Provided text:
◆ ◆ ◆ ◆ ◆

The mean measured limiting current, I _lim, is controlled by convective diffusion. The Lévêque’s formula is applied to determine the mean wall shear rate S _y (Lévêque 1928).

$$ I_{\lim } = 0.8075\nu_{\text{e}} Fc_{0} A(S_{\text{y}} D^{2} /l_{\text{e}} )^{1/3} $$

(3)

where l _e is the width of electrode and D is the diffusivity of the ferricyanide ions in the solution.

2.2.2 Electrochemical experimental set-up

Figure 3 illustrates the experimental set-up used to measure the wall shear rate along the cross-shaped micromixer. The measurement set-up includes a micromixer fitted with microelectrodes, connected to the amplification and electrochemical signal acquisition system.

◆ ◆ ◆ ◆ ◆

Raw records:
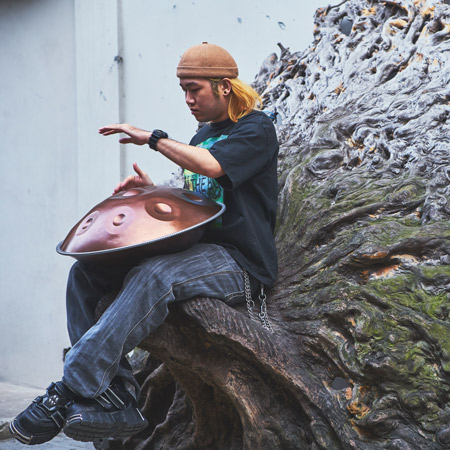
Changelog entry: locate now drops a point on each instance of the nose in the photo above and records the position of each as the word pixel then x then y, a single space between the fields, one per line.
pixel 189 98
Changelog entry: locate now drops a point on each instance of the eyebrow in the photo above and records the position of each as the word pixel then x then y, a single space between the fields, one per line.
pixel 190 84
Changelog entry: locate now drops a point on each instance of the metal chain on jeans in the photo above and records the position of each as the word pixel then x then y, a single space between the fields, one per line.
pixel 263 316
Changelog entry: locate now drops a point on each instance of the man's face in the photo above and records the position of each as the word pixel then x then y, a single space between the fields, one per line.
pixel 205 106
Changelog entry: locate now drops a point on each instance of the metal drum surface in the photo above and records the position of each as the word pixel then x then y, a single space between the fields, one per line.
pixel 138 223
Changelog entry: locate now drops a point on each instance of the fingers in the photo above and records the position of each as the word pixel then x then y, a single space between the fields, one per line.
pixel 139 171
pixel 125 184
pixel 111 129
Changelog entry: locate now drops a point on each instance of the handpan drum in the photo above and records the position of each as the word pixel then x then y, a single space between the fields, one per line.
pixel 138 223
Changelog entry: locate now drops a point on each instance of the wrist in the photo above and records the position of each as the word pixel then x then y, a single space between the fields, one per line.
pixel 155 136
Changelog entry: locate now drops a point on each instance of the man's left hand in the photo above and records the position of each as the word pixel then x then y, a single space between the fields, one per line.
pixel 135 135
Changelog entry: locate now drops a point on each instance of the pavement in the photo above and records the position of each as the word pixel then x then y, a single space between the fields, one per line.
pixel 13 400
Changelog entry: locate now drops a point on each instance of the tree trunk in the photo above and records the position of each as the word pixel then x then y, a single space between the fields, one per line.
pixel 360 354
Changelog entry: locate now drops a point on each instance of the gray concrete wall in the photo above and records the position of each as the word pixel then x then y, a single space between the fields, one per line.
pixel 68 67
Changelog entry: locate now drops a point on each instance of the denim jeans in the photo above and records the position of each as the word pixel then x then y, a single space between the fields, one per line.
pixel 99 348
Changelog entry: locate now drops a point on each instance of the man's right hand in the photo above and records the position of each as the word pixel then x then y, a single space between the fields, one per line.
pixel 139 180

◆ ◆ ◆ ◆ ◆

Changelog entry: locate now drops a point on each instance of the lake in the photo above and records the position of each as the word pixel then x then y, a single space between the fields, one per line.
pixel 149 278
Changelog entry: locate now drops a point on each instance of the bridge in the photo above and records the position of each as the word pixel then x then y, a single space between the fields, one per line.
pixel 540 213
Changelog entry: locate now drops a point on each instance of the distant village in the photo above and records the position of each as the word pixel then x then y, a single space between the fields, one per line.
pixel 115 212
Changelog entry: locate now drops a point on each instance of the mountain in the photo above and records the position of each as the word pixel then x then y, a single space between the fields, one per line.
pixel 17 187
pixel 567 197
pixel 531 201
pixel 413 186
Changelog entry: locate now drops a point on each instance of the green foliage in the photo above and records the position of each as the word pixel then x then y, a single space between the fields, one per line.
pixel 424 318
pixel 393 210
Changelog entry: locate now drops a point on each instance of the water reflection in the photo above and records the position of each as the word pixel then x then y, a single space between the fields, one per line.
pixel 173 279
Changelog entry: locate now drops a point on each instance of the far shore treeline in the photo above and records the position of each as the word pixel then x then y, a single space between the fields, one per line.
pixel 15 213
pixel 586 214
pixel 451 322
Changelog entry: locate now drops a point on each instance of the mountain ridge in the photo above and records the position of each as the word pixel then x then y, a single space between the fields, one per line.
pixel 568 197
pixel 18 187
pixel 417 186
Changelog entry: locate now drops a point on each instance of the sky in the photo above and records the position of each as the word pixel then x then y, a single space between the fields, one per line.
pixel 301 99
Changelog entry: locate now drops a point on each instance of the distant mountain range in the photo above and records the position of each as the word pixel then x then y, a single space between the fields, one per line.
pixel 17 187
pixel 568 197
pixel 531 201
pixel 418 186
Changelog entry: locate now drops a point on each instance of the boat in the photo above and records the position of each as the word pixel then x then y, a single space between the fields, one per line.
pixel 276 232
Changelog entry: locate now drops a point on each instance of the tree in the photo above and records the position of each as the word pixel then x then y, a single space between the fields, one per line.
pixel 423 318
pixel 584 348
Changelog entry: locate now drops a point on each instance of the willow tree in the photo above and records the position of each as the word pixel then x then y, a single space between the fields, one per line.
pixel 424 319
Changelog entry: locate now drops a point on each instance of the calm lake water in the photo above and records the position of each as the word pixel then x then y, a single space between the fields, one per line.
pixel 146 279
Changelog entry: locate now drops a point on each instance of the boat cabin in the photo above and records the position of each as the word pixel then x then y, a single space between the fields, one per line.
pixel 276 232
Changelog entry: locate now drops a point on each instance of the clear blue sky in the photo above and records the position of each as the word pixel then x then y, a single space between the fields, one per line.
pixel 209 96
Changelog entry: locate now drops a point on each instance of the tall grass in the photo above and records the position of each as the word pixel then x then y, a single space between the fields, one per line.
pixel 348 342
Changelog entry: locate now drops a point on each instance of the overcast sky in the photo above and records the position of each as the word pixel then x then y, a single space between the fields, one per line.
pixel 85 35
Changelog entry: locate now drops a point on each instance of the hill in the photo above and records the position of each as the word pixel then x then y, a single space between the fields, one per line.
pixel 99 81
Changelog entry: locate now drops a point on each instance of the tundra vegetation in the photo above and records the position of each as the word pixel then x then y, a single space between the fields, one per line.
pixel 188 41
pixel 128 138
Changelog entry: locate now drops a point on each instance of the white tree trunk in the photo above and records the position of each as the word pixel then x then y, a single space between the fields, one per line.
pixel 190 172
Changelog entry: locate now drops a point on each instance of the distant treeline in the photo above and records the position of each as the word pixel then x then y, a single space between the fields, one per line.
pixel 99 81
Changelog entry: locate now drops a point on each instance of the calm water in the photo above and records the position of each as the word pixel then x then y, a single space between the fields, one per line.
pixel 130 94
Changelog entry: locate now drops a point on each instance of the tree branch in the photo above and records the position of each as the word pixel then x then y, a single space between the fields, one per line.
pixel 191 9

◆ ◆ ◆ ◆ ◆

What to work on:
• A. Reproduce part of the wall shear rate passage, beginning at the words "The mean measured" and stopping after "in the solution.".
• B. List every symbol that the wall shear rate passage explains in words, along with the meaning it gives for each.
Rely only on the wall shear rate passage for what follows.

Task responses:
• A.
The mean measured limiting current, I _lim, is controlled by convective diffusion. The Lévêque’s formula is applied to determine the mean wall shear rate S _y (Lévêque 1928).

$$ I_{\lim } = 0.8075\nu_{\text{e}} Fc_{0} A(S_{\text{y}} D^{2} /l_{\text{e}} )^{1/3} $$

(3)

where l _e is the width of electrode and D is the diffusivity of the ferricyanide ions in the solution.

• B.
- I_lim: the mean measured limiting current
- S_y: the mean wall shear rate
- l_e: the width of the electrode
- D: the diffusivity of the ferricyanide ions in the solution